• EXERCISE BRIEF:
Can you output the stretch of data from the line containing "Per the spec, the" through the line containing "column 715, row 565" as a Markdown table with the columns Row and Line, leaving out any blank lines?

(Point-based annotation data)
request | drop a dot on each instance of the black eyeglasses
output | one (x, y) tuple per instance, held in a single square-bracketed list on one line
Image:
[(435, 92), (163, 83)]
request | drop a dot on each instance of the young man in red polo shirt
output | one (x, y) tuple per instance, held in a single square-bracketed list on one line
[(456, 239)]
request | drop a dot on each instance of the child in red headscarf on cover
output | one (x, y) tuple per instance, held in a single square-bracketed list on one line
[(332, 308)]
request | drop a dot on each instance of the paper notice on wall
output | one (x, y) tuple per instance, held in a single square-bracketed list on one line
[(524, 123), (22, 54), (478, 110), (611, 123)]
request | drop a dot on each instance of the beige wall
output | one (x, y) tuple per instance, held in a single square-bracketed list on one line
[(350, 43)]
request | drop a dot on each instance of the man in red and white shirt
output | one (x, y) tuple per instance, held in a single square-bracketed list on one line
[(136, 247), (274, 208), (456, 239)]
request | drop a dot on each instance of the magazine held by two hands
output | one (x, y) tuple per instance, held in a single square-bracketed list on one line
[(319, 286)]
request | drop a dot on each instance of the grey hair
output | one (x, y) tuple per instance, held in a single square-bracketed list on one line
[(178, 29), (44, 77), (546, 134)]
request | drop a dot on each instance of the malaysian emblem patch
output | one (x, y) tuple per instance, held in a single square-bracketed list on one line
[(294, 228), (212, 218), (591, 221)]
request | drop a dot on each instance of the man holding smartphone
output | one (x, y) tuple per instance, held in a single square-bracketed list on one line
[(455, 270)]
...
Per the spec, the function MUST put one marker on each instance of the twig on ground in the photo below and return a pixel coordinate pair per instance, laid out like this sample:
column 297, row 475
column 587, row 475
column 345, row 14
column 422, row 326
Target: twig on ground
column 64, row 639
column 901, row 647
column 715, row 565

• OUTPUT FOR THIS EXERCISE:
| Row | Line |
|---|---|
| 1 | Per the spec, the function MUST put one marker on each instance of the twig on ground in the photo below and return a pixel coordinate pair per instance, laid out like this sample: |
| 2 | column 297, row 475 |
| 3 | column 587, row 475 |
| 4 | column 345, row 14 |
| 5 | column 422, row 326 |
| 6 | Target: twig on ground |
| 7 | column 64, row 639 |
| 8 | column 901, row 647 |
| 9 | column 715, row 565 |